— STATED TASK —
Return each line of the listing below, unchanged, and omit the images.

— SUPPLIED INFORMATION —
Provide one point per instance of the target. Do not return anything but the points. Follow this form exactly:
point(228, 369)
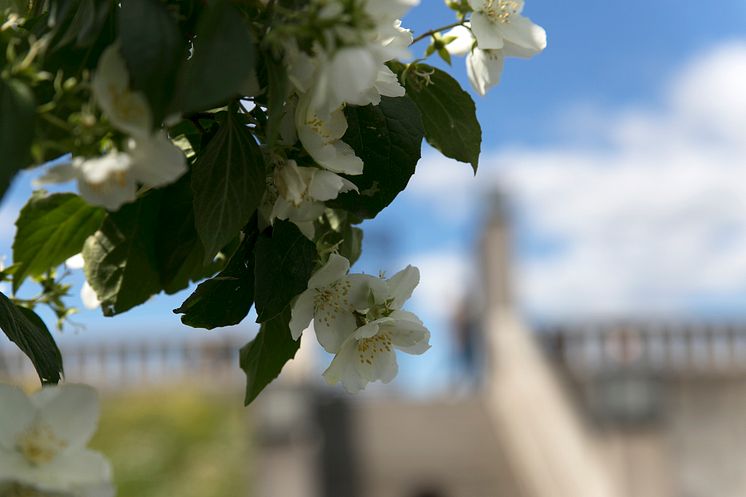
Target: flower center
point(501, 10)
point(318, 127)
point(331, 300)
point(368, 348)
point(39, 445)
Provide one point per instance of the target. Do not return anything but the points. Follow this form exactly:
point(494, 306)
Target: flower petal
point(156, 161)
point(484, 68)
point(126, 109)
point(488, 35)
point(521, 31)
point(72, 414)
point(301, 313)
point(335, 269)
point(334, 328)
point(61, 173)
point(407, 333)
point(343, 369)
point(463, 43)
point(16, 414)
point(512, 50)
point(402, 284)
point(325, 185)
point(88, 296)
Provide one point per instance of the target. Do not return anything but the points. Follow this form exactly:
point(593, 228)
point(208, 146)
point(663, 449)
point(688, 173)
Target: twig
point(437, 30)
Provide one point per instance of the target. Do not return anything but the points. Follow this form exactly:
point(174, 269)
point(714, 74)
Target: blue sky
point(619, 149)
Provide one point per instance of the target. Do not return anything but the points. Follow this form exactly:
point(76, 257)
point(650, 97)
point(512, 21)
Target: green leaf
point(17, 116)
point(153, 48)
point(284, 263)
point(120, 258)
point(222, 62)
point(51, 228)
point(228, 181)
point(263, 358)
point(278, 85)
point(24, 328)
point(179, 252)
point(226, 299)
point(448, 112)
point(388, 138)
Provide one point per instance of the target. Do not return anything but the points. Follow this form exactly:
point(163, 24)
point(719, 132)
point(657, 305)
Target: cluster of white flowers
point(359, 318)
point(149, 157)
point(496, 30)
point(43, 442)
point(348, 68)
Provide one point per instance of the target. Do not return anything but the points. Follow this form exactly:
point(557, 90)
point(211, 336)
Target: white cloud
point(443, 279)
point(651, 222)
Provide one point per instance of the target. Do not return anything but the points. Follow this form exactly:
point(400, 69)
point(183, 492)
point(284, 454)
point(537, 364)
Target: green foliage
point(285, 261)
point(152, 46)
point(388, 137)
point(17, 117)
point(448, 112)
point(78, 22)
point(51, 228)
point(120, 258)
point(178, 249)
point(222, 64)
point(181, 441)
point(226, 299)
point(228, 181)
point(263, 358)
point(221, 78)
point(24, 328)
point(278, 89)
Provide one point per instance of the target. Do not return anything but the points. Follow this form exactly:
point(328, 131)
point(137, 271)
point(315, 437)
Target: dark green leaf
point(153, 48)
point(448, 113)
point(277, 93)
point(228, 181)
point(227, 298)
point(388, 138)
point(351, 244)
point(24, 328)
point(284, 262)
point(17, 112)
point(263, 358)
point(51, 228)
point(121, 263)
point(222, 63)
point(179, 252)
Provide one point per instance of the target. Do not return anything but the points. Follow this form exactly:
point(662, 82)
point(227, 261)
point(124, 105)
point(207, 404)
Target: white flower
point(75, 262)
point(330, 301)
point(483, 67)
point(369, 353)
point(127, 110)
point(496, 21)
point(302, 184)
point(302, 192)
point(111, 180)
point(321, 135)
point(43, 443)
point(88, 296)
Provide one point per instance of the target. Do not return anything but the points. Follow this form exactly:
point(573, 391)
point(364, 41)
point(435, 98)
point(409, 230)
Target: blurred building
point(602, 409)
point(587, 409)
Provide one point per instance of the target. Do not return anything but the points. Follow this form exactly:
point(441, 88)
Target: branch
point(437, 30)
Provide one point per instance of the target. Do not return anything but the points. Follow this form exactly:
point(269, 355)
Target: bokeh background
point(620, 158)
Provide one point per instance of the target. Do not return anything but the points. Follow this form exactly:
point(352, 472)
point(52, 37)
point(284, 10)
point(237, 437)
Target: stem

— COMPLETED TASK —
Provide one point per instance of the target. Do not return anything but the points. Follow this form exactly:
point(228, 369)
Target: flower center
point(501, 10)
point(318, 127)
point(331, 300)
point(368, 348)
point(39, 445)
Provide one point per instance of the target. Do not return anything but the points. Follow this form exactly:
point(494, 306)
Target: flower petal
point(156, 161)
point(484, 68)
point(126, 109)
point(488, 35)
point(521, 31)
point(72, 414)
point(301, 313)
point(335, 269)
point(334, 328)
point(61, 173)
point(407, 333)
point(343, 369)
point(463, 43)
point(16, 414)
point(512, 50)
point(402, 284)
point(325, 185)
point(88, 296)
Provide one point per instance of the target. Do not return anything but the points. Follow this form exactly:
point(593, 228)
point(208, 146)
point(663, 449)
point(688, 173)
Target: twig
point(437, 30)
Provide one point per instance of the target. Do not return anything but the points. Follow this form exactly:
point(174, 269)
point(714, 74)
Target: blue sky
point(619, 149)
Provide one point per instance of the target. Do not return anything but the points. Follow this form exactly:
point(76, 257)
point(650, 97)
point(512, 21)
Target: green leaf
point(17, 116)
point(153, 48)
point(284, 263)
point(120, 258)
point(222, 62)
point(51, 228)
point(228, 181)
point(263, 358)
point(278, 85)
point(24, 328)
point(179, 252)
point(226, 299)
point(448, 112)
point(388, 138)
Provide one point per instance of the target. Do not return anything but the points. Follow this form exactly:
point(163, 24)
point(719, 132)
point(657, 305)
Target: cluster of white flowers
point(359, 318)
point(149, 157)
point(496, 30)
point(43, 442)
point(348, 68)
Provide one point per instance of the target. Do not return anything but the points. Follow this form exactly:
point(557, 90)
point(211, 336)
Target: white cloud
point(443, 279)
point(651, 222)
Provide one point per instance of the target. Do not return anything but the points. Follow this form exactly:
point(400, 69)
point(183, 492)
point(284, 454)
point(537, 364)
Target: green foliage
point(285, 261)
point(152, 46)
point(388, 137)
point(17, 117)
point(448, 112)
point(78, 22)
point(51, 228)
point(120, 258)
point(178, 249)
point(222, 64)
point(181, 441)
point(226, 299)
point(228, 181)
point(263, 358)
point(221, 78)
point(24, 328)
point(278, 89)
Provide one point per instance of the target. Do not return anything but the points. Follow this form exactly:
point(328, 131)
point(137, 271)
point(315, 437)
Target: dark green leaf
point(153, 48)
point(448, 113)
point(277, 93)
point(228, 181)
point(227, 298)
point(388, 138)
point(351, 244)
point(24, 328)
point(284, 262)
point(17, 112)
point(263, 358)
point(51, 228)
point(121, 263)
point(222, 63)
point(179, 252)
Provide one point per instance of the target. Do not return anything but the points. Follow this form exactly:
point(662, 82)
point(227, 261)
point(124, 105)
point(207, 404)
Target: white flower
point(75, 262)
point(330, 301)
point(483, 67)
point(369, 353)
point(127, 110)
point(496, 21)
point(302, 184)
point(302, 192)
point(111, 180)
point(321, 135)
point(43, 443)
point(88, 296)
Provide one point per instance of the target. Do not return anything but the points. Follow this form exactly:
point(573, 391)
point(364, 41)
point(435, 98)
point(409, 230)
Target: blurred building
point(602, 409)
point(587, 409)
Provide one point per instance of the target. Do not return anything but the points. Follow this form exactly:
point(441, 88)
Target: branch
point(437, 30)
Provide one point per instance of the target. Do not return anything but the points. Follow this form exactly:
point(269, 355)
Target: bokeh background
point(620, 158)
Provide one point per instance of the target. Do not return anything but the points. Follow this form exactly:
point(352, 472)
point(52, 37)
point(284, 10)
point(237, 437)
Target: stem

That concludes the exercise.